### Extracted data:
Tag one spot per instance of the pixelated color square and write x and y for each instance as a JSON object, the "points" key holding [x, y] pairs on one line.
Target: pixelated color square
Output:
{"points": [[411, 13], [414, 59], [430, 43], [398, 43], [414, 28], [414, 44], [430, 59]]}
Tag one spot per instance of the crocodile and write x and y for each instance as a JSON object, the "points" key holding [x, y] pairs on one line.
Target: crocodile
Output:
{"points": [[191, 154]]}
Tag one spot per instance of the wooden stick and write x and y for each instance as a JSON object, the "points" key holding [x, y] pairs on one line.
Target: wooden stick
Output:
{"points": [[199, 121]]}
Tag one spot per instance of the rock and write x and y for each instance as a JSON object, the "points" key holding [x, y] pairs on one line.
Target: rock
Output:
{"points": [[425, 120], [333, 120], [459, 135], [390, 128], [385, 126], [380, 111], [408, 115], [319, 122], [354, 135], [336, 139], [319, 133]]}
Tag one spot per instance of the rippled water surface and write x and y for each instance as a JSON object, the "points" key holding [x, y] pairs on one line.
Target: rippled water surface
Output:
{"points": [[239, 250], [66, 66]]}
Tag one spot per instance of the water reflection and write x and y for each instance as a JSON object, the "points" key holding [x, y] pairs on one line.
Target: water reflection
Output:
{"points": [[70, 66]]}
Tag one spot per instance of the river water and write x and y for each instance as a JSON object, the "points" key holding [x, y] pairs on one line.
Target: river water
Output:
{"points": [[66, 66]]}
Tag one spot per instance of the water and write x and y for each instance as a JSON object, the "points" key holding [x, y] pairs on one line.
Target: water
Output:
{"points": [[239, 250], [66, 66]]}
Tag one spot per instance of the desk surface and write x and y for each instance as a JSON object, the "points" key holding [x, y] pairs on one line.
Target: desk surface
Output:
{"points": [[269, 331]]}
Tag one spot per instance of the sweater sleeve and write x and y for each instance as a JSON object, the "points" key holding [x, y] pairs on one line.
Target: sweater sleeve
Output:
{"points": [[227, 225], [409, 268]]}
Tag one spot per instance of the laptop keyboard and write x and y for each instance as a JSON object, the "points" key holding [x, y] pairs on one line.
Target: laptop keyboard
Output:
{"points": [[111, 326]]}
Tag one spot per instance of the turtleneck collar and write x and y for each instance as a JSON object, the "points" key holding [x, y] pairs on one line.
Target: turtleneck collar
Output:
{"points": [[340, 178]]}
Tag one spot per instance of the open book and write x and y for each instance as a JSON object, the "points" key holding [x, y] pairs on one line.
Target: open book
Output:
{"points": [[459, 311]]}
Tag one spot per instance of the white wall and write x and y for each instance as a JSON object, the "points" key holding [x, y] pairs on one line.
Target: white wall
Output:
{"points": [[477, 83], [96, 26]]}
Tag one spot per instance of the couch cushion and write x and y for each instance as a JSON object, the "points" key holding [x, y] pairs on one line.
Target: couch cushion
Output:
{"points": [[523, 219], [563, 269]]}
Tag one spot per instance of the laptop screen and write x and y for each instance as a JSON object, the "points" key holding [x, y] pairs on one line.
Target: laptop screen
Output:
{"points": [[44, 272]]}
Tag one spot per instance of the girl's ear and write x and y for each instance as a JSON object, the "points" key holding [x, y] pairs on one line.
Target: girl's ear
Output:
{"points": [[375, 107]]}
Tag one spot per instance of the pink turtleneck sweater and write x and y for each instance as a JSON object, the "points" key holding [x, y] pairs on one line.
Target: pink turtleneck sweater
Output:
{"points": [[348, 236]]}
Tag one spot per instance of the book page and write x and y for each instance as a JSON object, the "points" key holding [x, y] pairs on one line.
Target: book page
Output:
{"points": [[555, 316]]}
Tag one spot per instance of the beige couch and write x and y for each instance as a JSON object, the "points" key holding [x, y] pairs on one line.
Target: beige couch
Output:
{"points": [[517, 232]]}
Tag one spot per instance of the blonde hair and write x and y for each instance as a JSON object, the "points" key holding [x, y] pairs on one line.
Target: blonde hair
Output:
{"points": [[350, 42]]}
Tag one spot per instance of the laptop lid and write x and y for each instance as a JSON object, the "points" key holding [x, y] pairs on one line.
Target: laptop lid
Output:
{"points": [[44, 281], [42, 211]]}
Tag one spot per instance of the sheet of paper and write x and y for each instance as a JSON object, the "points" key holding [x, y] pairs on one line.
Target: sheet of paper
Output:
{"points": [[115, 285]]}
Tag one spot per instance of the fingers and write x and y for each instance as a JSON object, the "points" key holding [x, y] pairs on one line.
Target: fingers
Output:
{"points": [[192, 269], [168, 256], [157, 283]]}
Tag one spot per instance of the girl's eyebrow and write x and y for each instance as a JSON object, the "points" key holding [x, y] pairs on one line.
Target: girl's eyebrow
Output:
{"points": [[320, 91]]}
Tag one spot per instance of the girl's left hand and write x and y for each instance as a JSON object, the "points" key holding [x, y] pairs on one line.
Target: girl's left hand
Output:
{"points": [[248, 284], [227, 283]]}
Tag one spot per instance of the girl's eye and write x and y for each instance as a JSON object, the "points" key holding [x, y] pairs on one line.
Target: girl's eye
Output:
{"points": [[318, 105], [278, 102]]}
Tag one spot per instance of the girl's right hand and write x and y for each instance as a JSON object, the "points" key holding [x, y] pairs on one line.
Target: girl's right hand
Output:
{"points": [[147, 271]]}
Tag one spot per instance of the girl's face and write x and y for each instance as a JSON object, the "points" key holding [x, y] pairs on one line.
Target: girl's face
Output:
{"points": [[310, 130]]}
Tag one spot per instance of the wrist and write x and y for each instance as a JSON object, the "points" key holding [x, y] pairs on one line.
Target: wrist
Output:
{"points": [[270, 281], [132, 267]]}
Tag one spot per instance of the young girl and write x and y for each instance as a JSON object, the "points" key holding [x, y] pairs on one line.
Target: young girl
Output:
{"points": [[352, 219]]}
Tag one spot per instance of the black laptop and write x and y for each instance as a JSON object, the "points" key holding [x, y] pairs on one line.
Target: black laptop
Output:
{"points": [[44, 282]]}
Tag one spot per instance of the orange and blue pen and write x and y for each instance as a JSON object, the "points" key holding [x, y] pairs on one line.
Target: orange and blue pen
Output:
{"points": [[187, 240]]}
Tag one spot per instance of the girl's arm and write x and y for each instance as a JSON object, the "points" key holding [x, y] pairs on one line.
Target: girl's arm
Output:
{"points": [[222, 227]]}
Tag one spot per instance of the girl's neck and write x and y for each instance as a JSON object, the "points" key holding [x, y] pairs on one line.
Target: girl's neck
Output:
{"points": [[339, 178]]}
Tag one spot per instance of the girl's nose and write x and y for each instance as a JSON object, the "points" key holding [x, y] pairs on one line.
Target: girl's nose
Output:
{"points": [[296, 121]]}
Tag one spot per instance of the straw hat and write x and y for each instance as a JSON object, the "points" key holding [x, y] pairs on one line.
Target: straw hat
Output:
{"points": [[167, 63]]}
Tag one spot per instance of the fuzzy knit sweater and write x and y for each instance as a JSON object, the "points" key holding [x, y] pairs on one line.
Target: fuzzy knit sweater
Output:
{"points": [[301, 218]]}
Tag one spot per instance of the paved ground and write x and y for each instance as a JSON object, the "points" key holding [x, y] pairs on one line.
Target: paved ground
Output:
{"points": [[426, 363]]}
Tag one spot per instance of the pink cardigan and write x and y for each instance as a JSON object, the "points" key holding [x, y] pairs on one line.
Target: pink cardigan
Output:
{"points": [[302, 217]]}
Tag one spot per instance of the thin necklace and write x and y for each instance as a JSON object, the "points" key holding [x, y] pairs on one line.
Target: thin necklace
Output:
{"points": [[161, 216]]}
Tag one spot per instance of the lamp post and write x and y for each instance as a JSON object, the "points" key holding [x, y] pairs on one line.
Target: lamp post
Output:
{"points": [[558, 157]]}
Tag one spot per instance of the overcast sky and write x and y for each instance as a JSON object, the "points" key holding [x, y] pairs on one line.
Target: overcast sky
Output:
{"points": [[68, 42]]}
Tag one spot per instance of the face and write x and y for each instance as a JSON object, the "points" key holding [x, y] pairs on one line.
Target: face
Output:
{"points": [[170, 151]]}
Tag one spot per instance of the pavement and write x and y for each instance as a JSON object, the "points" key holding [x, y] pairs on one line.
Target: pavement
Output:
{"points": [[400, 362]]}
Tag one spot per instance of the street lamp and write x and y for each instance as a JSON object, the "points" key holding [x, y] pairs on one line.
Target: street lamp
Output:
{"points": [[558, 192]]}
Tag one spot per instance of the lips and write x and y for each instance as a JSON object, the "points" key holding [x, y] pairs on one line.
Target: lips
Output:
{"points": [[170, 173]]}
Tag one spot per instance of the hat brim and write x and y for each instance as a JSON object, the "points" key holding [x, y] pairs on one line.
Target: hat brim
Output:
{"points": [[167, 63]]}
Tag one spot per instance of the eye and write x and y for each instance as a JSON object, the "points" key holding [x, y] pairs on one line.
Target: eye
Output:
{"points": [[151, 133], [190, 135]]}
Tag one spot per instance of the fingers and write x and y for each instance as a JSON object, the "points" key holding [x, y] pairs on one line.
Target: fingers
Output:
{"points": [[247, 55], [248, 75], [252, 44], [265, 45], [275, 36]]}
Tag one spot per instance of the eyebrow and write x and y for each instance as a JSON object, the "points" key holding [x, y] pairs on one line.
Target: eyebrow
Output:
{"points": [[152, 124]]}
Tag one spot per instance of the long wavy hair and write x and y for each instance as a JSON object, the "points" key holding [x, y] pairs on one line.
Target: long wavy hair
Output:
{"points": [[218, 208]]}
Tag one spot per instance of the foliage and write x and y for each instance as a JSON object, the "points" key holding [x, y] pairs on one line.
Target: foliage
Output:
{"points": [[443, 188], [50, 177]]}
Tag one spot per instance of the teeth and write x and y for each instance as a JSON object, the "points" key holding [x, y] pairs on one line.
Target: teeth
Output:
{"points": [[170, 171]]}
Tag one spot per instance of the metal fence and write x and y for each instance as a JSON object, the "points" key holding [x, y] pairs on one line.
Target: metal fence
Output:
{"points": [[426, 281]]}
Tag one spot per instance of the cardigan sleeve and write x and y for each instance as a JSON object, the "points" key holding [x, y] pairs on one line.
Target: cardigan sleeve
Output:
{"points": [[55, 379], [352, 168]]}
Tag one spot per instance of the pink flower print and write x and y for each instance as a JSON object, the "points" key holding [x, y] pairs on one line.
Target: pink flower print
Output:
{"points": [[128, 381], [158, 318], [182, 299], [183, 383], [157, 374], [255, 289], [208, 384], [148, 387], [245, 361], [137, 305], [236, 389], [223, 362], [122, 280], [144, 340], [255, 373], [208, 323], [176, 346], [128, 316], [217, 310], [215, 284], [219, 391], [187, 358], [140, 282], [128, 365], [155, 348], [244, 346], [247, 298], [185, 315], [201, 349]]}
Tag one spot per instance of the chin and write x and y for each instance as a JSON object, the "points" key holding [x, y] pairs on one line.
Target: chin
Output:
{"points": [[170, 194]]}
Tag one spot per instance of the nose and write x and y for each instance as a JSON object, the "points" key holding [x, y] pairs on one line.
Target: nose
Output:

### Aim:
Pull out every line from the one with "Tag one spot per instance of the chin" to the end of the listing, and output only those.

### The result:
Tag one spot per instance of the chin and write x and y for each instance as a JSON object, the "points" key holding [x, y] pairs on one line.
Target: chin
Output:
{"points": [[170, 194]]}
Tag one spot per instance of the nose and write x and y for each instance as a JSON object, the "points" key holding [x, y] pairs on one line.
Target: nose
Output:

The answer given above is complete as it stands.